§ **Given data**:
__________
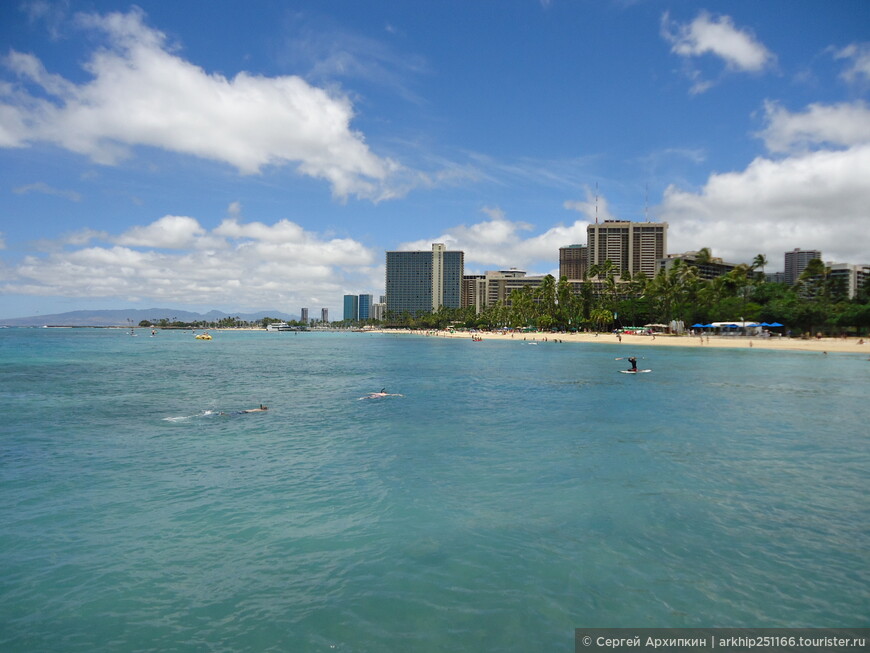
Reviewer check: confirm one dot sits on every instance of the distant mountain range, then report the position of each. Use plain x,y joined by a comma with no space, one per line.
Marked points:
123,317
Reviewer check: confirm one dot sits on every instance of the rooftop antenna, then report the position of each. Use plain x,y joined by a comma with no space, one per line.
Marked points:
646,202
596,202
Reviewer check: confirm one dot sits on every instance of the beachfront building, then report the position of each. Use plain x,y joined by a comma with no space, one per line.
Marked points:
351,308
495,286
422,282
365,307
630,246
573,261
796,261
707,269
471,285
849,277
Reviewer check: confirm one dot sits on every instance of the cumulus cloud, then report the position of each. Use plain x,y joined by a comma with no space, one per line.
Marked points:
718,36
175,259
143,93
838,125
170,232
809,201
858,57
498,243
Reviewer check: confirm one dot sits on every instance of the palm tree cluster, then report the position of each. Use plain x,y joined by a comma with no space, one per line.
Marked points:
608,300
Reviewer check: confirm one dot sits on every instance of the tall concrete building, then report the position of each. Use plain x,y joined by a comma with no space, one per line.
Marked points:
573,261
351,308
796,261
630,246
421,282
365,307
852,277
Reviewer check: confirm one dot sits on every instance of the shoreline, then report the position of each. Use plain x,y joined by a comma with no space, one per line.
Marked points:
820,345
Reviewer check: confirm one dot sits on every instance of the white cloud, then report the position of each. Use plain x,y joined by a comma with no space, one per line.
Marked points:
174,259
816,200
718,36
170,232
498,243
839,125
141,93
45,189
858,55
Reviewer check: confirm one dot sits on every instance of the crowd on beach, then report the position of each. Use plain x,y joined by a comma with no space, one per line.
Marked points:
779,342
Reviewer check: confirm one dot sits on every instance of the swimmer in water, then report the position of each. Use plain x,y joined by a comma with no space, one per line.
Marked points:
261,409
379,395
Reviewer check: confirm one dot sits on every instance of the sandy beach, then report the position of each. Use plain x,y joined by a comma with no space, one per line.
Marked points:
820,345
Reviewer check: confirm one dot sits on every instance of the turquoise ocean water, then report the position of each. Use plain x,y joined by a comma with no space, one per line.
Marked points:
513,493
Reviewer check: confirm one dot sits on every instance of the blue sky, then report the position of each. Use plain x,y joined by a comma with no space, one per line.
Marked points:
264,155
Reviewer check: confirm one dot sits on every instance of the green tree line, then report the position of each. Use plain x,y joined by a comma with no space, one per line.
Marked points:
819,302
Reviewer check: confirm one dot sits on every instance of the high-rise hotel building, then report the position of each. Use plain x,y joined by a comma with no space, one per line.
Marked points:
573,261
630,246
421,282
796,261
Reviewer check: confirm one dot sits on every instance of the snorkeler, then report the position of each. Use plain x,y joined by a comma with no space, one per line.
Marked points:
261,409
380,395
__________
§ **Work required**:
Copy out every one of the records above line for line without changing anything, and leave out the pictures.

§ **Right answer**:
Reviewer check: confirm one dot sits on every instance of the distant mountain range, then report the position of each. Use plain x,y joined by a comma with no space, one per line.
Marked points:
123,317
Reviewer check: confirm one dot sits on every instance of the rooftop antenna, then report the position of each. Use plain x,y joined by a comma with no space, one per line.
Marked points:
646,202
596,202
Reviewer check: confirm one dot sits on every instance of the beachfront building, then report the position of each. Use plain x,y joined by a comma with no space, one per line.
Marked points:
351,308
495,286
422,282
365,307
630,246
573,261
796,261
707,269
471,285
849,277
Reviewer check: confirm one dot sits on every instance of the cumulus cloud, then report the position of each. Use plain x,y joined by a comma with no space, one per line.
Marked points:
718,36
175,259
143,93
838,125
170,232
809,201
858,57
498,243
Reviewer check: confirm one dot sits on every instance of the palm tree cluster, then report the position of each. Use plain x,y joined by a comma with no space, one per line.
Marked points:
608,300
Reviewer check: confirm one dot sits on every instance of the tall concrete building, then report the position of each. Use plain x,y joined by a comma with no space, one per line.
Marked points:
573,261
351,308
796,261
630,246
421,282
365,307
852,277
Reviewer check: confirm one dot sits on every instance of the shoreline, then report the position of each. Use plain x,y joined by a comma with no space, one per line.
Marked points:
820,345
Reviewer check: confirm one dot sits on every instance of the white cloud, then report the position of each. Use plain x,y joined by a comma with no space, one per line.
Marked points:
174,259
816,200
718,36
170,232
498,243
839,125
141,93
45,189
858,55
Reviewer check: confirm one dot sits on every instance of the crowd on beach, then report the position of each. Use plain x,y joined by a comma with no space, one per line.
Marked points:
779,342
Reviewer check: confirm one dot sits on every instance of the swimmer in water, then report the position of each. Use plain x,y joined by a comma with no space, one per line.
Marked points:
261,409
379,395
Reviewer check: confirm one dot sits on every instance of the sandy beach, then report the position of each. Use plain x,y joined by a comma with no space, one per line.
Marked points:
820,345
Reviewer check: confirm one dot sits on every instance of the turquoise ocean water, then report the position of each. Use plain x,y joined by a comma with no space, one per line.
Marked points:
513,493
Reviewer check: confirm one dot sits on every instance of the blue sky, then report the position of each. Use plain x,y joined by a comma with no space, one per line.
Marked points:
264,155
Reviewer check: confirm one dot sits on every instance of the green tree line, then report the position of each. Use plain x,y joined by a comma with no space, one per line.
Marked points:
819,302
Reviewer check: confirm one dot sits on every instance of the high-rise hotel building, then report the position of each. Use plain x,y joined by a comma with no space, one per line.
Marked points:
573,261
630,246
421,282
796,261
Reviewer check: confirm one dot sits on every instance of the snorkeler, then report the position of each. Use plain x,y joined by a comma with no space, one per line.
Marked points:
261,409
380,395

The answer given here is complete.